DATA SECTION:
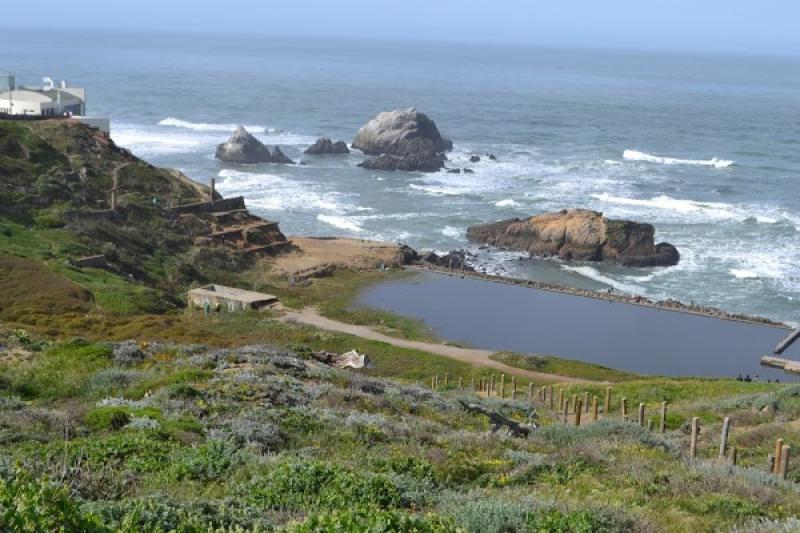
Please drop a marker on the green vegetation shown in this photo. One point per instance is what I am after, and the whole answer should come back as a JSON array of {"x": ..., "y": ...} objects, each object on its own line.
[{"x": 226, "y": 423}]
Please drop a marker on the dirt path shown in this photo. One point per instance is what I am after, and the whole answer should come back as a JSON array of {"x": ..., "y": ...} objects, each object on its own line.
[{"x": 467, "y": 355}]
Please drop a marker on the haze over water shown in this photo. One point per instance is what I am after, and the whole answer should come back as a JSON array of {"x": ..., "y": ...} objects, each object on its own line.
[{"x": 705, "y": 147}]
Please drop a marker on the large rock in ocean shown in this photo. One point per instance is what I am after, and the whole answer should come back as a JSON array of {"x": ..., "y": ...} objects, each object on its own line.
[
  {"x": 245, "y": 149},
  {"x": 579, "y": 234},
  {"x": 411, "y": 139},
  {"x": 326, "y": 146}
]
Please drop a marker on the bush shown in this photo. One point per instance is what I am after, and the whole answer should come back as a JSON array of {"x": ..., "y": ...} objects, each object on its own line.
[
  {"x": 30, "y": 505},
  {"x": 128, "y": 353},
  {"x": 373, "y": 521},
  {"x": 107, "y": 418},
  {"x": 317, "y": 485},
  {"x": 211, "y": 461}
]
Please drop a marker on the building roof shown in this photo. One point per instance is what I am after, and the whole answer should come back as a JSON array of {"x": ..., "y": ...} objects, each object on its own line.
[
  {"x": 27, "y": 96},
  {"x": 230, "y": 293}
]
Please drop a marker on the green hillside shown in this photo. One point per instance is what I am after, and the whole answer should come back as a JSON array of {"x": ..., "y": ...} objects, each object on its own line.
[{"x": 120, "y": 410}]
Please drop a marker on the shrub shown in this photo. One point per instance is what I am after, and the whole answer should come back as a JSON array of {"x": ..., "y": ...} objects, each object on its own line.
[
  {"x": 30, "y": 505},
  {"x": 107, "y": 418},
  {"x": 128, "y": 353},
  {"x": 163, "y": 514},
  {"x": 373, "y": 521},
  {"x": 211, "y": 461},
  {"x": 317, "y": 485}
]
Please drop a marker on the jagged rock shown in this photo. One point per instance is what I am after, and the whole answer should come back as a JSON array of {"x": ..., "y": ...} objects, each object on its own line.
[
  {"x": 243, "y": 148},
  {"x": 456, "y": 260},
  {"x": 404, "y": 139},
  {"x": 279, "y": 157},
  {"x": 579, "y": 234},
  {"x": 325, "y": 145},
  {"x": 428, "y": 162}
]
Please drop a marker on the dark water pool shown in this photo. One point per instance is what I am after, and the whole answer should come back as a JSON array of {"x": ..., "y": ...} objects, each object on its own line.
[{"x": 499, "y": 316}]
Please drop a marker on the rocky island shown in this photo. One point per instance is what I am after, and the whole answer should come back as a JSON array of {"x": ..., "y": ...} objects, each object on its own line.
[
  {"x": 405, "y": 139},
  {"x": 579, "y": 234},
  {"x": 243, "y": 148}
]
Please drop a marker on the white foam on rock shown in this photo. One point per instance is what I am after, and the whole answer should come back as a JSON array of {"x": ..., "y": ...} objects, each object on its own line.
[
  {"x": 592, "y": 273},
  {"x": 202, "y": 126},
  {"x": 341, "y": 222},
  {"x": 634, "y": 155}
]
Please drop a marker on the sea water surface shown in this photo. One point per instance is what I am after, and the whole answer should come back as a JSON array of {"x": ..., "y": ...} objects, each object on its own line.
[{"x": 705, "y": 147}]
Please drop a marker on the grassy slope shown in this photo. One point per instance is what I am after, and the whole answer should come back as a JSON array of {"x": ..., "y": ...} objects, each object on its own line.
[{"x": 201, "y": 428}]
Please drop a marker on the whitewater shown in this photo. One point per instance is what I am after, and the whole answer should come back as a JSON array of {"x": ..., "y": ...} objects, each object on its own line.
[{"x": 702, "y": 147}]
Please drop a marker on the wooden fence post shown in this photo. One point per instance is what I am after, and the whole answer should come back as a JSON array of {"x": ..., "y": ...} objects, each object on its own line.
[
  {"x": 778, "y": 450},
  {"x": 723, "y": 438},
  {"x": 784, "y": 467}
]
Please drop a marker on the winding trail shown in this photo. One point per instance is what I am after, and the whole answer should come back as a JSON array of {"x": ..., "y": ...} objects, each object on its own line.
[{"x": 311, "y": 317}]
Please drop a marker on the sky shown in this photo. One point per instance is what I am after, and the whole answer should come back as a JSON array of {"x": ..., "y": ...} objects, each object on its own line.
[{"x": 756, "y": 26}]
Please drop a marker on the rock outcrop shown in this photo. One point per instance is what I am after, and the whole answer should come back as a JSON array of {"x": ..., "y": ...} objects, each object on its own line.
[
  {"x": 579, "y": 234},
  {"x": 404, "y": 139},
  {"x": 245, "y": 149},
  {"x": 325, "y": 146},
  {"x": 279, "y": 157}
]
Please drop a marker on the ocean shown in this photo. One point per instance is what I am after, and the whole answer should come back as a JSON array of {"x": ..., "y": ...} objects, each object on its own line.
[{"x": 704, "y": 147}]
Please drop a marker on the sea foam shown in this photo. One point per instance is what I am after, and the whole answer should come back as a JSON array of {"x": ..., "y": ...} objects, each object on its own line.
[
  {"x": 202, "y": 126},
  {"x": 633, "y": 155}
]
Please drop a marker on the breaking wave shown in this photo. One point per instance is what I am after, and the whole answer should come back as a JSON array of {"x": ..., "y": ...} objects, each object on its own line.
[
  {"x": 341, "y": 222},
  {"x": 594, "y": 274},
  {"x": 633, "y": 155},
  {"x": 506, "y": 203},
  {"x": 201, "y": 126}
]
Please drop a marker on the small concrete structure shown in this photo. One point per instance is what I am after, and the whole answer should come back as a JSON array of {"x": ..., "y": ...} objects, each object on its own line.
[{"x": 229, "y": 298}]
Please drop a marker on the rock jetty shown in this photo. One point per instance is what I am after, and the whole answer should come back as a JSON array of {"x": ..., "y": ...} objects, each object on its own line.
[
  {"x": 245, "y": 149},
  {"x": 579, "y": 234},
  {"x": 325, "y": 146},
  {"x": 404, "y": 139}
]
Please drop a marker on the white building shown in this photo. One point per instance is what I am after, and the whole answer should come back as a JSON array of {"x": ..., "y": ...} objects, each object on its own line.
[{"x": 49, "y": 100}]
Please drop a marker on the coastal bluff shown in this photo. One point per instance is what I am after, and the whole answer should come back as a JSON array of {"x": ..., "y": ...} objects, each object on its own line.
[{"x": 579, "y": 234}]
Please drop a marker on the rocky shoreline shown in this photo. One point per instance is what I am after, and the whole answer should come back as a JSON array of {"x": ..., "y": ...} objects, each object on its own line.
[{"x": 666, "y": 305}]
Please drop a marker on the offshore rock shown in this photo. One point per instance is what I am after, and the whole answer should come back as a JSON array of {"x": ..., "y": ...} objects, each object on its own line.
[
  {"x": 404, "y": 139},
  {"x": 325, "y": 145},
  {"x": 579, "y": 234},
  {"x": 243, "y": 148}
]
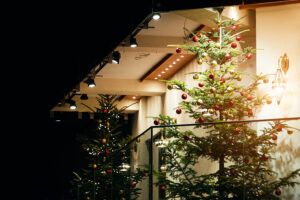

ACTIVITY:
The entries above are to be returned exactly, without their pictures.

EXERCISE ANSWER:
Please drop a marker on the green vegetation shown in this photo. One point per instance is what I am after, and the whole answer should come back as a JSON array of {"x": ..., "y": ...} objects, each object on its own line.
[{"x": 226, "y": 423}]
Please drop a marker on the dirt path shown in this photo. One point per instance is what I am after, and the whole answer should come back as a JSON array of {"x": ..., "y": ...} objects, each object on its own line.
[{"x": 467, "y": 355}]
Please drop a marker on the haze over water shown in this photo. One point per instance is what I am after, and the whole answer should come back as a JSON array of {"x": ..., "y": ...} objects, each object on its own line.
[{"x": 705, "y": 147}]
Please drop a marker on the large rock in ocean shown in this photo. One point per instance is what I am after, and the whole answer should come back as a JSON array of {"x": ..., "y": ...} objects, each object on its own line.
[
  {"x": 245, "y": 149},
  {"x": 579, "y": 234},
  {"x": 411, "y": 139},
  {"x": 326, "y": 146}
]
Please drop a marker on the bush shown in this photo. One point per instance is what I am after, and the whole answer should come back as a JSON array of {"x": ..., "y": ...} objects, each object on its own line.
[
  {"x": 30, "y": 505},
  {"x": 128, "y": 353},
  {"x": 373, "y": 521},
  {"x": 107, "y": 418},
  {"x": 317, "y": 485},
  {"x": 211, "y": 461}
]
Please drop a marker on the building roof shown in this photo. One point per instance is what I am after, and the whole answer should come back as a JSON array of {"x": ..., "y": ...} objects, each object on its own line.
[
  {"x": 27, "y": 96},
  {"x": 230, "y": 293}
]
Please drop a marker on the green hillside shown in this photo. One point per instance is what I am after, and the whole answer should come back as a JSON array of {"x": ..., "y": ...} objects, each object on its own line.
[{"x": 120, "y": 410}]
Please drop a marker on the shrub shown in this photo. One point per instance is what I am after, and the whole answer should come back as a JSON array of {"x": ..., "y": ...} objects, each object on its own line.
[
  {"x": 30, "y": 505},
  {"x": 107, "y": 418},
  {"x": 128, "y": 353},
  {"x": 163, "y": 514},
  {"x": 373, "y": 521},
  {"x": 211, "y": 461},
  {"x": 317, "y": 485}
]
Please drop a marker on the jagged rock shown in this photo. One point per instance is what I am after, and the whole answer should come back as a JSON array of {"x": ..., "y": ...} objects, each object on its own line.
[
  {"x": 243, "y": 148},
  {"x": 456, "y": 260},
  {"x": 404, "y": 139},
  {"x": 279, "y": 157},
  {"x": 579, "y": 234},
  {"x": 325, "y": 145},
  {"x": 428, "y": 162}
]
Please drop a marker on the dark water pool shown in this photo. One point per instance is what I am after, and the whole answer should come back as a JSON array of {"x": ..., "y": ...} objects, each object on its own line.
[{"x": 499, "y": 316}]
Please drop a marker on the rocky island shown in this photo. One point per instance is what I am after, and the whole answer should come back as a JSON array of {"x": ..., "y": ...} objects, each object on its own line.
[
  {"x": 405, "y": 139},
  {"x": 579, "y": 234},
  {"x": 243, "y": 148}
]
Please drop a marker on the white foam on rock shown in this photo. One point per instance is what I am after, and the whole answer should come back as a JSON array of {"x": ..., "y": ...} objects, each object on its own line.
[
  {"x": 592, "y": 273},
  {"x": 202, "y": 126},
  {"x": 341, "y": 222},
  {"x": 634, "y": 155}
]
Please drop a marker on the sea water surface shown in this photo. One point per instance is what I am after, and the whole answer should come back as a JSON array of {"x": ..., "y": ...} objects, each object on its own line.
[{"x": 705, "y": 147}]
Please drop a marker on the grassy slope shown in this photo. One point per instance is what I am after, and the whole answer should come back as a JSON array of {"x": ..., "y": ...} objects, each object on its own line.
[{"x": 201, "y": 428}]
Please drop a marker on the whitewater shown in this photo. One point per instance is what I am after, and the whole answer should come back as a JSON array of {"x": ..., "y": ...} objects, each object on its own line.
[{"x": 702, "y": 147}]
Please drop a marker on the wooden fence post shown in this photo. One point per instance is what I am after, and the whole answer should come back as a JSON array of {"x": ..., "y": ...} objects, each object on its own line.
[
  {"x": 778, "y": 450},
  {"x": 723, "y": 438},
  {"x": 784, "y": 467}
]
Please drop a marker on the winding trail shown in this photo. One point per instance is what I am after, and the whole answer should come back as a JSON array of {"x": ..., "y": ...} objects, each object on its own line.
[{"x": 311, "y": 317}]
Please drop a marker on the sky shown in this photo. One point per instance is what I am after, and the whole answer should come back as a JSON array of {"x": ..., "y": ...} objects, each object on its own line.
[{"x": 756, "y": 26}]
Please drop a marker on the rock outcrop shown in this photo. One point per instance is what I am after, and the whole answer should come back as a JSON array of {"x": ..., "y": ...} objects, each object on its own line.
[
  {"x": 579, "y": 234},
  {"x": 404, "y": 139},
  {"x": 245, "y": 149},
  {"x": 325, "y": 146},
  {"x": 279, "y": 157}
]
Please drop a marker on the ocean shown in this photo. One point per instance is what I am after, and the whole answer should come back as a JSON array of {"x": ..., "y": ...} objects, each object on its own line.
[{"x": 704, "y": 147}]
Please drop a marker on the sea foam shown in this photo. One point per instance is what I am after, and the whole answer should come back as a JSON array of {"x": ..., "y": ...} objects, each object on its own line.
[
  {"x": 202, "y": 126},
  {"x": 633, "y": 155}
]
Please drop a marker on the breaking wave shown in this photo. One point per instance is what I am after, and the whole answer should come back as a JSON array of {"x": ..., "y": ...} objects, each object on its own line.
[
  {"x": 341, "y": 222},
  {"x": 594, "y": 274},
  {"x": 633, "y": 155},
  {"x": 506, "y": 203},
  {"x": 201, "y": 126}
]
Please drop a marker on the small concrete structure shown in this photo. One point per instance is what I am after, and the whole answer should come back as a JSON array of {"x": ..., "y": ...} objects, each object on its own line.
[{"x": 229, "y": 298}]
Please drop a marker on the rock jetty shown in this photo. One point per instance is what I am after, and the whole answer should come back as a JSON array of {"x": ..., "y": ...} objects, each object on its own line.
[
  {"x": 245, "y": 149},
  {"x": 579, "y": 234},
  {"x": 325, "y": 146},
  {"x": 404, "y": 139}
]
Please drop a marker on the white building shown in this photo. One point per instance is what I am after, and the whole answer should come back as a JSON array of {"x": ..., "y": ...} objects, each object on its own line.
[{"x": 49, "y": 100}]
Please drop a marker on the coastal bluff shown in this photo. One point per instance is what I am after, and the whole answer should come back as a JSON array of {"x": ..., "y": ...} objects, each object on its own line.
[{"x": 579, "y": 234}]
Please drop a marker on the rocky shoreline shown in this photo. One point per instance is what I am after, and the whole answer should come back as a JSON array of {"x": ..., "y": ...} objects, each object on its own line.
[{"x": 666, "y": 305}]
Please drop a marker on the offshore rock shown in this photo. One point per instance is what I am after, and the whole answer should come back as a JSON array of {"x": ..., "y": ...} objects, each object on its own line.
[
  {"x": 404, "y": 139},
  {"x": 325, "y": 145},
  {"x": 579, "y": 234},
  {"x": 243, "y": 148}
]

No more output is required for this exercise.